Instruction 1: Return the part of the response from Bobby below, word for word, starting at "Let me first" and ending at "believe in G-d.".

Reading text:
▬▬▬▬▬▬
Response from Bobby
At this time of year as we observe Yom HaShoah, I have just been told that
I am not Jewish or entitled to celebrate the Jewish festivals because of
my belief in Yeshua as the Jewish Messiah, and that I practice a deceptive
religion because I keep my Jewish heritage yet believe that Messiah has
already come once and will return again. I'm told that my practice of
Judaism as a follower of the Jewish Messiah has never been accepted by
Jews as a true sect of Judaism.
I disagree with Rabbi Sarah Meytin on every count that she enumerates in
her editorial. I will give my own enumerations to prove that Jews who
believe in the Jewish Messiah are still Jewish and we are not deceivers
or predatory to children, the elderly and young people away from home
and seekers of the truth.
Let me first start with the Jewish part. I am a Jew. I was raised
with all the Jewish traditions and festivals. I was raised as a secular
Jew who didn't believe in G-d at all. But my lack of faith in G-d did
not make me any less Jewish. Not even to the other children who assaulted
me growing up, calling me a dirty Jew. My lack of faith would not have
mattered to Hitler either. Hitler would have sent me to the camps right
next to the Jews who did believe in G-d.
The rabbi's statement that Messianic Jews have never been accepted as
Jews by other sects of Judaism is also wrong. In the first century
after Messiah Yeshua came there was a sect of believing Jews called
Nazarenes. Some have even proposed that these are the same people of
faith who preserved the Torah and the other scrolls found in caves near
the Dead Sea. These people were fully Jews and fully believing in Yeshua
as the Jewish Messiah and recognized by the 1st century Jewish leaders
as Jews.
▬▬▬▬▬▬
Task inputs:

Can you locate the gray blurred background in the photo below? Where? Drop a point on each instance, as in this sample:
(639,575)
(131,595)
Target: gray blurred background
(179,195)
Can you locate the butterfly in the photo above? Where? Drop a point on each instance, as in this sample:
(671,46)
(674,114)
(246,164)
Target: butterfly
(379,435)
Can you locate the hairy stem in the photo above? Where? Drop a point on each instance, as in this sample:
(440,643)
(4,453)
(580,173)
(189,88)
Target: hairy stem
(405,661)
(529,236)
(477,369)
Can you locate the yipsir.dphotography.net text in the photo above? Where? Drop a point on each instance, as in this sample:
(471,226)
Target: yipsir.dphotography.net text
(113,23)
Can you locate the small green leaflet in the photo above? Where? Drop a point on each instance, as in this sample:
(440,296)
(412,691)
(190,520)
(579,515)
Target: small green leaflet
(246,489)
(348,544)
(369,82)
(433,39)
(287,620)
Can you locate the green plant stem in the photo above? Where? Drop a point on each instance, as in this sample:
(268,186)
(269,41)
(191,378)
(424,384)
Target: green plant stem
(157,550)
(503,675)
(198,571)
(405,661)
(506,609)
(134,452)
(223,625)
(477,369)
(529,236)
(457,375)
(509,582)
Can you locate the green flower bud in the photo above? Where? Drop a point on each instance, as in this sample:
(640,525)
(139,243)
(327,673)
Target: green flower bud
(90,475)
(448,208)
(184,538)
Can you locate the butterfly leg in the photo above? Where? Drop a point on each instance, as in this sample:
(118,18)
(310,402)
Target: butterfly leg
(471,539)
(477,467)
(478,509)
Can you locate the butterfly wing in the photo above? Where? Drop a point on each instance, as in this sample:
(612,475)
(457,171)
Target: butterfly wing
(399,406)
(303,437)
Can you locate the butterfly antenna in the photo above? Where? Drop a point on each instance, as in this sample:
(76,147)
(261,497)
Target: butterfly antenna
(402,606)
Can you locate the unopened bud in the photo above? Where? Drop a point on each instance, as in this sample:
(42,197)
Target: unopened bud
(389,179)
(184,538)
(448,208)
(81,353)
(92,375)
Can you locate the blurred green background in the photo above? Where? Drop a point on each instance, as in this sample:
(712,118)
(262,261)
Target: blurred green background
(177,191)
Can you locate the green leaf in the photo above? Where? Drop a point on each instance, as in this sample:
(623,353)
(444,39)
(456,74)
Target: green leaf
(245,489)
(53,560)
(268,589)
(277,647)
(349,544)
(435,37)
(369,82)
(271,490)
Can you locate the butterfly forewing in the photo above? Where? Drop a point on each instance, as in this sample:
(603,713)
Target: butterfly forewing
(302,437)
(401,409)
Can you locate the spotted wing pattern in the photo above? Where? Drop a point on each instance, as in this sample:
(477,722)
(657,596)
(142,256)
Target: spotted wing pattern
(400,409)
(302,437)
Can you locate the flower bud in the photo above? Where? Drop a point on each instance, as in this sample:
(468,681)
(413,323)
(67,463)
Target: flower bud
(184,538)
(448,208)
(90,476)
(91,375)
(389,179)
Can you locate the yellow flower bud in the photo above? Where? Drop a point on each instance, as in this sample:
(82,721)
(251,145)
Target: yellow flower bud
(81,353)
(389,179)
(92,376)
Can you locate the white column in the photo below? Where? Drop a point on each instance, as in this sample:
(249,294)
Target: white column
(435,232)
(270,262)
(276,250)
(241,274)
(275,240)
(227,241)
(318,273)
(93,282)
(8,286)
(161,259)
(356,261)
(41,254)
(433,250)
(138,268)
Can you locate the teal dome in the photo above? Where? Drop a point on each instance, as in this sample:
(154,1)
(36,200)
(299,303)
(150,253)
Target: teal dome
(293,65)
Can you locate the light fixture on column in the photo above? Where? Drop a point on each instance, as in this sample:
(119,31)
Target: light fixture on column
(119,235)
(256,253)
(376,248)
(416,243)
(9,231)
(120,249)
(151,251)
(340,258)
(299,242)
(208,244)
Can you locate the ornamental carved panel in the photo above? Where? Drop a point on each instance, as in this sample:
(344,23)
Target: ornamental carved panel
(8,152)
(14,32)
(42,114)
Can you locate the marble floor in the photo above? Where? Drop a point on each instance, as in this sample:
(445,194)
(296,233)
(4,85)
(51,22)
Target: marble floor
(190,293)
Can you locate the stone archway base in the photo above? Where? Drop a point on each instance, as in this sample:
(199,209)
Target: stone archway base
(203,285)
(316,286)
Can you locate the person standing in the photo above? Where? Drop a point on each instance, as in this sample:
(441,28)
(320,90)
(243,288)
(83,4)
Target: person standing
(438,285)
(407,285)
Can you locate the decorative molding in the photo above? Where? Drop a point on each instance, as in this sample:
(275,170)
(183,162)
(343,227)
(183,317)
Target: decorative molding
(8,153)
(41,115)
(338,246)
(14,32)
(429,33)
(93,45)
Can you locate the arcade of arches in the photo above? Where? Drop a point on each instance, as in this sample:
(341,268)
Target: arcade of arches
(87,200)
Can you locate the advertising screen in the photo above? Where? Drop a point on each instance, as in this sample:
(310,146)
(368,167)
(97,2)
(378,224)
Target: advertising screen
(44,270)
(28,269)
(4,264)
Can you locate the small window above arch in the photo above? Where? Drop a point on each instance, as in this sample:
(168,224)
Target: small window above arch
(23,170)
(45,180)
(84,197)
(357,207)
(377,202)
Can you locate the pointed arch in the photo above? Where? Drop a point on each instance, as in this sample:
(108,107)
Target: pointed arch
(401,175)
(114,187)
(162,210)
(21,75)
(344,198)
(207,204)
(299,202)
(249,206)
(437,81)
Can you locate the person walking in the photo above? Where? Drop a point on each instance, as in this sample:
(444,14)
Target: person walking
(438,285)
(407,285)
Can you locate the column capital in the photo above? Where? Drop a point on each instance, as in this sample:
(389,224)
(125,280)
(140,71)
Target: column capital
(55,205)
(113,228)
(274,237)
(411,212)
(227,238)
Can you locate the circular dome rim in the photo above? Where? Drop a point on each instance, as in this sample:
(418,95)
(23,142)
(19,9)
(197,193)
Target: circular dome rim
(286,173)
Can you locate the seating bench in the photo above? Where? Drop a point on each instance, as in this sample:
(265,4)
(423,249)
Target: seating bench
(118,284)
▬▬▬▬▬▬
Instruction 2: Locate every line of the listing above that contains the string "fixture". Case counts.

Complete answer 1:
Let me first start with the Jewish part. I am a Jew. I was raised
with all the Jewish traditions and festivals. I was raised as a secular
Jew who didn't believe in G-d at all. But my lack of faith in G-d did
not make me any less Jewish. Not even to the other children who assaulted
me growing up, calling me a dirty Jew. My lack of faith would not have
mattered to Hitler either. Hitler would have sent me to the camps right
next to the Jews who did believe in G-d.

Complete answer 2:
Can you locate the light fixture on column in the photo above? Where? Drop a point on each instance, as in this sample:
Target: light fixture on column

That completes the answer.